Source passage:
* * *

Within the chamber 310, to which are being supplied raw material gases at a constant volume, plasma generated through the application of 1.5 kW to 2.5 kW of high-frequency electricity activates the raw material gases and accelerates a chemical reaction. The film material resulting from the chemical reaction is deposited on a deposition surface S1 on the glass substrate 11, forming the dielectric layer. In the present example, the “deposition layer S1” is the upper surface of the glass substrate 11, on which the row electrode group 40 has been formed.

In such a deposition, the distribution of the thickness of the film depends on the conductance of the plate 325. The more raw material gases are supplied to the plasma generation space between the plate 325 and the glass substrate 11, the more film material is generated from the raw material gases, and thus the greater the deposition rate. Because the conductance of the plate 325 is set so that the amount supplied increases from the center toward the periphery, a dielectric layer 17 with the thickness distribution shown in FIG. 4 is obtained.

* * *

Data below:

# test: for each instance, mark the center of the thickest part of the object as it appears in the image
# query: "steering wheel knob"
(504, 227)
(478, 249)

* * *

Assignment:
Extend the passage on depositing the dielectric layer, picking up right after its last sentence.

Response to the task:
In the above embodiment, the method that intentionally makes the amount of raw material gases supplied non-uniform is not limited to a method that uses different diameters for the holes 401 to 404; a method may be used where the density at which the holes for extruding the raw material gases are arranged is changed smoothly or in stages based on the position of the holes in the gas extrusion surface.

The configuration of the plasma display panel 1 can be modified without departing from the spirit of the present invention. Furthermore, the materials, dimensions, and forms of the constituent elements are not intended to be limited to the examples indicated herein. The plasma display panel 1 is not limited to a surface discharge type; an opposed discharge type may be used. The deposition apparatus used in the formation of the dielectric layer 17 is not limited to a parallel plate plasma CVD apparatus. The deposition may be performed using a heat CVD, an optical CVD, or the like.

INDUSTRIAL APPLICABILITY

The present invention can be used in a display device provided with a surface-discharge type or opposed-discharge type AC-type plasma display panel, and relaxes the demands of current supply capabilities on a driving circuit.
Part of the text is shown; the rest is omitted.